● **Stated exercise**
Can you pick up the article on the history of the Japanese book after its final sentence and carry it forward?

● **Source document**

• • • • • • •

A Love for Print and Paper: Used and Antiquarian Books in Japan
“Wahon”: The History of the Japanese Book
Guide to Japan Culture Society History- English
- 日本語
- 简体字
- 繁體字
- Français
- Español
- العربية
- Русский
Works Spread by Reader Copies
The Tale of Genji is now recognized around the world as a classic of Japanese literature, but when Murasaki Shikibu wrote it in the Heian period (794–1185), it was considered low in status. The story of how this masterpiece reached readers offers a way into the history of the wahon, or traditional Japanese book.
The flourishing of Buddhism in Japan in the eighth century led to the production of many sacred books. Artisans who hand-copied sutras came to take responsibility for the whole binding process. By the middle of the Heian period, paper makers developed strong, high-quality materials, and formal books in literary Chinese (kanbun)—including Buddhist texts, historical records, and nobles’ diaries—were produced as makimono or handscrolls. These were long rolls of paper that readers slowly unwound to reveal the text, and were carefully stored for centuries. Woodblock printing was also used in and around temples, but the technology did not widely circulate.
Meanwhile, as antique book expert Hashiguchi Kōnosuke explains, monogatari or fictional “tales” were passed on orally, and for some time nobody thought it necessary to write them down. In the Heian period, the monogatari were also associated with malicious mononoke spirits, which speaking the tales was believed to subdue.
“The idea of making monogatari into books arose in the mid-Heian period, around the start of the eleventh century, when the Tale of Genji was being created,” Hashiguchi says. “Writers like Murasaki Shikibu and Sei Shōnagon wrote from the start with the goal of being read. At first, people who wanted to read the works copied them out, and then they passed them on or lent them to others.”
Women were not required to write in literary Chinese, so works by female authors, such as Genji and Sei Shōnagon’s Pillow Book, were written in the kana script developed in Japan. Kana books had lower status, and rather than makimono, they were made into bound texts known as sōshi.
Murasaki Shikibu’s diary describes how she asked skilled calligraphers to copy the text and had it bound.
“Rather than writing the whole work in one go, Murasaki Shikibu gradually added chapters, so it was constructed like a series,” Hashiguchi says. “When new readers copied it, they made lots of mistakes, and some even changed the story. As there’s no extant original, we can’t know what the original text was. It was only 200 years later that the poet and scholar Fujiwara no Teika started working on a revised text based on the different versions, and ultimately fixed it as having fifty-four chapters.”
Growth of Reader Culture
In the Muromachi period (1333–1568), the number of makimono works began declining, and itotoji books bound using thread became the mainstream. When Kyoto revived in the sixteenth century under Toyotomi Hideyoshi, following its devastation in the Ōnin War of 1467–77, citizens known as machishū, including merchants and artisans, formed self-governed communities, and book dealers emerged among them, principally handling antique works.
Typographic printing was introduced from the late sixteenth to the early seventeenth century. Printing by temples of not only Buddhist scriptures but also literary works like the Tale of Ise in hiragana editions was revolutionary, but there were technological limitations.

• • • • • • •

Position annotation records

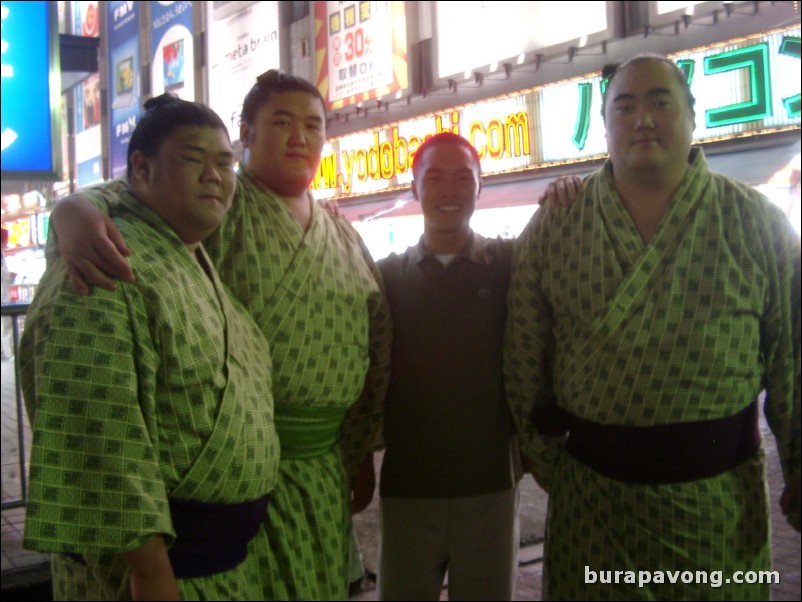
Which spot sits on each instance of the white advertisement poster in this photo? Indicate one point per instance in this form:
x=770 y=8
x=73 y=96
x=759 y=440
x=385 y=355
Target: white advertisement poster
x=243 y=43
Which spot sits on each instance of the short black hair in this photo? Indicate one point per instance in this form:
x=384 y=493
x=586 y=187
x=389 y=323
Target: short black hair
x=163 y=115
x=444 y=138
x=609 y=71
x=274 y=82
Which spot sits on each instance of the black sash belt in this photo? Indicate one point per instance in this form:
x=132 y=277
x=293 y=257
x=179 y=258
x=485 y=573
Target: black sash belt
x=668 y=453
x=212 y=538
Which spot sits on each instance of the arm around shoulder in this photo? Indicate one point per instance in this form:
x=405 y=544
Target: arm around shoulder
x=87 y=239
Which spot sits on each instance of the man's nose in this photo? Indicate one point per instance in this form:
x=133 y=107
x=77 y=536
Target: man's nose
x=645 y=118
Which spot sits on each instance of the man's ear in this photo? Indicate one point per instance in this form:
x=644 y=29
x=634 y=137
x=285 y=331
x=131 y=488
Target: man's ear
x=244 y=135
x=140 y=166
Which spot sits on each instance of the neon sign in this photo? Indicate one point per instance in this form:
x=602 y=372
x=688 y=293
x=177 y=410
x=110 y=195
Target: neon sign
x=28 y=121
x=743 y=88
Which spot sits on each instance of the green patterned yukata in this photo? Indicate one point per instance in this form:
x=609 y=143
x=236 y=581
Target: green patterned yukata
x=689 y=327
x=317 y=298
x=159 y=390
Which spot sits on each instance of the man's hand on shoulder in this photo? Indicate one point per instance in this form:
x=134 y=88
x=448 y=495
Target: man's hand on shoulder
x=92 y=247
x=562 y=192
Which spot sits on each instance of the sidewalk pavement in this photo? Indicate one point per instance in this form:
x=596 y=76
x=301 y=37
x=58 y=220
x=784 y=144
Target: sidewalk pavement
x=25 y=574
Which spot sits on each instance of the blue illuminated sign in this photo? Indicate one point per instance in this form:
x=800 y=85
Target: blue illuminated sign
x=27 y=119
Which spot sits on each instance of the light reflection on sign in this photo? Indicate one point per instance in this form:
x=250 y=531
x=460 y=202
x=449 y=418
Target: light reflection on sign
x=26 y=136
x=743 y=88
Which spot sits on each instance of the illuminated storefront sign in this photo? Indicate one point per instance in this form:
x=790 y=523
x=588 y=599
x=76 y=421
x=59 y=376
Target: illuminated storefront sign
x=742 y=88
x=357 y=60
x=29 y=121
x=243 y=44
x=172 y=52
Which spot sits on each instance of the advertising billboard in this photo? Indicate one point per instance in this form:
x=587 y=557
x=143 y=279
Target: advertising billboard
x=31 y=94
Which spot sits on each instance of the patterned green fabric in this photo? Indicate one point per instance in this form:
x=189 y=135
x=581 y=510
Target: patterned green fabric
x=160 y=389
x=317 y=297
x=689 y=327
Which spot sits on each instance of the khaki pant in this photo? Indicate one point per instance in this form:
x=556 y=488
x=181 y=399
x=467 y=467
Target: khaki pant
x=474 y=539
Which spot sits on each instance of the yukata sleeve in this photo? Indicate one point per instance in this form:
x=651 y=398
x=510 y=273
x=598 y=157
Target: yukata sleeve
x=528 y=351
x=363 y=420
x=95 y=483
x=780 y=340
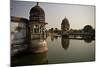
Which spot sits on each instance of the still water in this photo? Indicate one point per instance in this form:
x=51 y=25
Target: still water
x=60 y=50
x=64 y=50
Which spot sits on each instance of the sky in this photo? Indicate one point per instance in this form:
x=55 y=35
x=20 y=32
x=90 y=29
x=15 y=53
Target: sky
x=77 y=15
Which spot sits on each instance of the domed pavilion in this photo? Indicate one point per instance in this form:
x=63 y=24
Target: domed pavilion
x=65 y=25
x=37 y=22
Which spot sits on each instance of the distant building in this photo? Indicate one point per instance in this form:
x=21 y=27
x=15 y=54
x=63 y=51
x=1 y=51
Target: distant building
x=32 y=31
x=65 y=25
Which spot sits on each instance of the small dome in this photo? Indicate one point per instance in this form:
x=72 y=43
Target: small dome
x=37 y=14
x=65 y=21
x=37 y=10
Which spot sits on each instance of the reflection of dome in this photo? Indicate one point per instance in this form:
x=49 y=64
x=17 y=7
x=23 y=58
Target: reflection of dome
x=87 y=28
x=65 y=43
x=65 y=24
x=38 y=46
x=37 y=14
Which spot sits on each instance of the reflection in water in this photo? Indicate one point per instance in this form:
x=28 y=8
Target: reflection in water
x=65 y=42
x=88 y=39
x=36 y=54
x=30 y=59
x=38 y=46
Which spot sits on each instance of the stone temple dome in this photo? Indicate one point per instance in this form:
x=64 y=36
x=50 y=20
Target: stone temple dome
x=65 y=24
x=37 y=13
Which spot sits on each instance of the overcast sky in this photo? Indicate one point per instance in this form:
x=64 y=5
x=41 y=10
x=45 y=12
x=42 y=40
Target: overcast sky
x=78 y=15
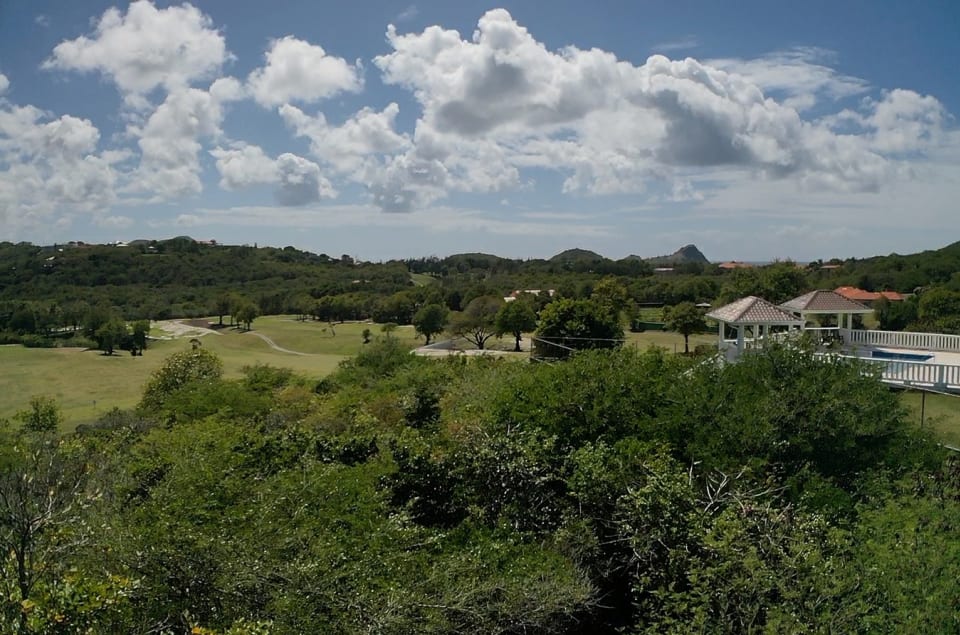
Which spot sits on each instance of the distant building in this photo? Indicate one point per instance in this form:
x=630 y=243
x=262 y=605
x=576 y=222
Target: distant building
x=869 y=297
x=516 y=294
x=734 y=264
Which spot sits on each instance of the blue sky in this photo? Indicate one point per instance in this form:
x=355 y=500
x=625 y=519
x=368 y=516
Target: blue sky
x=755 y=130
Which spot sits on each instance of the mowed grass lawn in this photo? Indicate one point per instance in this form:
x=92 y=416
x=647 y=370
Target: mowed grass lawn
x=668 y=340
x=941 y=413
x=88 y=384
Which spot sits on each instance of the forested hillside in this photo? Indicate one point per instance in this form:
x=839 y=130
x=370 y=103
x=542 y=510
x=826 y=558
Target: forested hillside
x=48 y=291
x=617 y=490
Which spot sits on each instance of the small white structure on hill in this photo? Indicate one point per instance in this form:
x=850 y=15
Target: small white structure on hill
x=823 y=302
x=751 y=315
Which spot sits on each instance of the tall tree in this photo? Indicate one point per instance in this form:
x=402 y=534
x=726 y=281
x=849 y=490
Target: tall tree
x=567 y=325
x=476 y=322
x=247 y=313
x=516 y=318
x=223 y=304
x=430 y=320
x=140 y=330
x=41 y=487
x=686 y=319
x=111 y=334
x=178 y=371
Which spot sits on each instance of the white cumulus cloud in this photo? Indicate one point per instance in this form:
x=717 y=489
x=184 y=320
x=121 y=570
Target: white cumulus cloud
x=296 y=70
x=146 y=48
x=50 y=169
x=501 y=102
x=297 y=180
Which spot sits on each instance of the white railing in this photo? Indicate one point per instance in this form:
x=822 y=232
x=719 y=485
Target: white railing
x=902 y=339
x=915 y=373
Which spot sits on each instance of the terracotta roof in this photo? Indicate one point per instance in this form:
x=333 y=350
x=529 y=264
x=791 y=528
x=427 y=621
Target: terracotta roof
x=822 y=301
x=859 y=295
x=753 y=310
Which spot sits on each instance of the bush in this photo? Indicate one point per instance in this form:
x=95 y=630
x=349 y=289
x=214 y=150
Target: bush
x=31 y=340
x=6 y=337
x=79 y=341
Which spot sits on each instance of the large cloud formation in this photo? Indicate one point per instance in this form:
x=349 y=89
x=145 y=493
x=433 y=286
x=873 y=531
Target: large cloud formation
x=502 y=101
x=146 y=48
x=495 y=111
x=300 y=71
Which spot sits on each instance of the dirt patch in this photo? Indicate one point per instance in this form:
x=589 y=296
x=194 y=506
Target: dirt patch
x=174 y=329
x=200 y=324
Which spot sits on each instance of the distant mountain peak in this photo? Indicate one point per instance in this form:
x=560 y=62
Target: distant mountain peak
x=687 y=253
x=576 y=254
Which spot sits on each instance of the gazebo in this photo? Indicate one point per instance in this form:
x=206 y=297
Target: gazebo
x=755 y=314
x=823 y=302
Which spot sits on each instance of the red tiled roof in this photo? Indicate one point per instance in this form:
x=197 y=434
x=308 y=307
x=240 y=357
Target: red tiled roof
x=859 y=295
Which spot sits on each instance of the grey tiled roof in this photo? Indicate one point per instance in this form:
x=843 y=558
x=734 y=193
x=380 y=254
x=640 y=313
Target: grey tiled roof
x=753 y=310
x=824 y=302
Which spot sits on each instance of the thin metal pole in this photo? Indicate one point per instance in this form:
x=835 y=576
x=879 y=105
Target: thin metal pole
x=923 y=405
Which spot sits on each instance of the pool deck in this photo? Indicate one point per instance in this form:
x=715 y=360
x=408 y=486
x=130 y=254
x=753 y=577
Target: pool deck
x=940 y=373
x=939 y=357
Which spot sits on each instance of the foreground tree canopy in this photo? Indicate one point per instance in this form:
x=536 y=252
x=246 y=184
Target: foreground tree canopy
x=617 y=490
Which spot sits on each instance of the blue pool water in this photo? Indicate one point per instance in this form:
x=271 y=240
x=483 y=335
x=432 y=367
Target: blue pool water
x=900 y=356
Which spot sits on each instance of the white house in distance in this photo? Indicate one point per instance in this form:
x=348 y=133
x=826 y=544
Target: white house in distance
x=823 y=302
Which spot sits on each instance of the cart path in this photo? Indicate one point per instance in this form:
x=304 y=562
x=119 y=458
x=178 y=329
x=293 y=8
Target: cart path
x=274 y=346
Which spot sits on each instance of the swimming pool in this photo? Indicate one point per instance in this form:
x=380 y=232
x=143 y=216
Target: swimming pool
x=901 y=356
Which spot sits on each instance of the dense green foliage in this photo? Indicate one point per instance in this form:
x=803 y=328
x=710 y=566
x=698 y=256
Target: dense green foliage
x=615 y=490
x=567 y=325
x=49 y=295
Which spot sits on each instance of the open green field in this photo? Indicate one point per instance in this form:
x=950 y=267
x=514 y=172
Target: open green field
x=669 y=340
x=941 y=413
x=87 y=384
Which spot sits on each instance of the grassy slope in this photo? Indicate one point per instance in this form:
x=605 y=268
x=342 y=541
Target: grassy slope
x=88 y=384
x=942 y=413
x=668 y=340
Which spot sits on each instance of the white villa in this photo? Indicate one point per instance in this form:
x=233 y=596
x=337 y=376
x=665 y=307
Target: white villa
x=929 y=361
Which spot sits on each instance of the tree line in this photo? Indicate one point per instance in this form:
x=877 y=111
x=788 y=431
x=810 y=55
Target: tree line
x=616 y=491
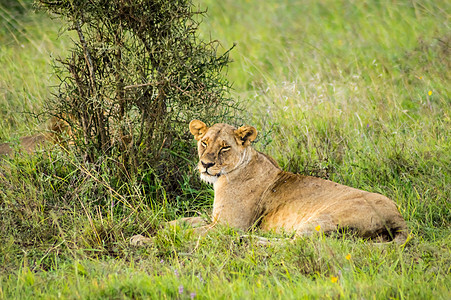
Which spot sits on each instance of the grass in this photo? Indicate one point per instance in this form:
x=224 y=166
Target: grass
x=357 y=92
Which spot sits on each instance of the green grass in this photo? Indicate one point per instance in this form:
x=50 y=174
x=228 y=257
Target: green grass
x=356 y=91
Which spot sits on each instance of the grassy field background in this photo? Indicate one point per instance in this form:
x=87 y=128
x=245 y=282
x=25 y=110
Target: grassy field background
x=354 y=91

• • • • • • •

● **Answer to the problem**
“Unlike in Europe, where printing could get by through the arrangement of a small set of letters, in Japan there was the need to prepare type for several thousand kana and kanji,” Hashiguchi says. “As the reading public grew, it was impossible to keep up using typographic printing, leading to a rediscovery of the benefits of woodblock printing. This made additional runs easy, and the sturdy printing blocks could be used for centuries. Dealers who had formerly only handled old books took the opportunity to set up stores and try their hand at publishing.
“The seventeenth century is notable for the growth of reading culture. Before that, it was mainly centered on study by Buddhist priests and court nobles. In the Edo period [1603–1868], samurai began to study, and a merchant class developed. These people came to enjoy reading, becoming fascinated not only by technical texts but also fiction like Genji and essays like Tsurezuregusa, which they read in woodblock versions.
“Dramatic oral tradition by itinerant medieval performers, such as sekkyō-bushi [sermon-ballads], was written down and published in books, and became incorporated into scripts for bunraku puppet theater and kabuki, which themselves were published. Kabuki was popular in Edo [now Tokyo] and bunraku in Kansai, and there were lots of collaborations, such as Chikamatsu Monzaemon writing new bunraku works for publication.”
Following Teika’s efforts to produce an authoritative version, many annotated editions of the Tale of Genji also appeared. Having been regarded as inferior in the Heian period, it had now achieved its status as a literary classic.
“Genji became a book that merchant and samurai women received when they got married,” notes Hashiguchi. “The text was written out by calligraphers, and the books were beautifully bound. It must have been difficult to acquire all fifty-four chapters without being considerably wealthy. Commoners could buy relatively cheap woodblock versions. These always had illustrations, and many illustrators competed to have their work included.”
Demand for Popular Literature
In the Edo period, some publishers produced serious books on technical topics or related to Buddhism, while others aimed cheap volumes at a mass market. The latter group grew in Kyoto through publication of puppet theater works and in Osaka via the popularity of the writer Ihara Saikaku.
As commercial publishing flourished in these cities, pirated and plagiarized versions flooded the market. Publishers grouped together to call on the authorities to crack down on this trade, in return for promises not to publish forbidden Christian or salacious materials. This led to the formation of publishers’ guilds, joining which gave the rights to publish and sell books. Publishing rights could be freely traded between publishers, with exchanges being established for this purpose.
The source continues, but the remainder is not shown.